It might be the case that the two approaches, learner-control and system-control, work well for different students, but at this point, the research regarding the optimal balance of learner- vs. system-control is inconclusive. It would appear that the best system would adapt itself to the learner by providing both the behavioralist and the constructivist approach based on the learner's preference and personality type (Tan, 1996).

One such experiment was conducted by Melara (1996), who examined the effect of learning style (based on Kolb's Learning Style Inventory) on learner performance within two different hypertext structures: hierarchical and network. Her experiment showed no significant differences in achievement for Explorers and Observers using either hypertext structure. She raises the following point: contrary to Observers, Explorers are expected to prefer experimentation to observation. Studies are needed that examine the time spent on different activities that are targeted towards these two different personality types (Melara, 1996). Melara's study comparing two versions of learner-control only examined the effect of different content structure and navigation. A more interesting study would be to examine the effect of the Explorer vs. Observer personality-type dimension on system- vs. learner-controlled sequence.

— GIVEN MATERIAL —
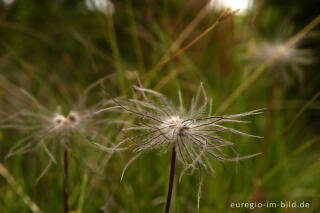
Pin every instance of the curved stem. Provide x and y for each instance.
(172, 168)
(65, 175)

— JOBS —
- A) Using the passage on learner control, decide whether each statement agrees with it, answering yes or no and quoting the words that decide it: (i) Melara found significant differences in achievement between Explorers and Observers; (ii) Explorers are expected to prefer experimentation to observation; (iii) research on the best balance of learner- and system-control has reached a firm conclusion.
- B) Write a continuation of the passage on learner control, starting after its last sentence.
The data are separate material and have no connection to the passage on learner control.

— TASK RESPONSES —
- A)
(i) No: "Her experiment showed no significant differences in achievement for Explorers and Observers using either hypertext structure."
(ii) Yes: "Explorers are expected to prefer experimentation to observation."
(iii) No: "the research regarding the optimal balance of learner- vs. system-control is inconclusive."

- B)
3. THE PL@TOS INTELLIGENT TUTORING SYSTEM

Our research has concentrated on building an adaptive intelligent tutoring system that teaches the principles of structured programming (Liegle, 1999). In this paper, we will present the steps we are taking in order to make the system adaptable to other domains as well. One of our objectives is to provide a general framework for ITS (see Figure 2) and its prototype (the Programming L@nguage TutOring System - Pl@tos). To be a more general ITS, which means that it can be used in other domains, the ITS needs to be designed and implemented so as to support modification of a) the lecture content, b) the decision rules and the fact base of the expert system, and c) the methods to measure performances of learning. The most common stumbling block in ITS research is that the reuse of previous studies is relatively difficult compared to other research areas due to the nature of ITS that involve various technologies and the differences of disciplinary knowledge. Therefore, we expect that our unified and object-oriented approach about system implementation could contribute to the establishment of cumulative research traditions in ITS studies.

The goal of Pl@tos is to give learners personalized instruction based on their preferred learning style, background knowledge, and current understanding of the material. The following paragraphs review how the expert system component of Pl@tos selects the most appropriate path of action, the design of the knowledge repository, and the implementation environment of the new version of Pl@tos.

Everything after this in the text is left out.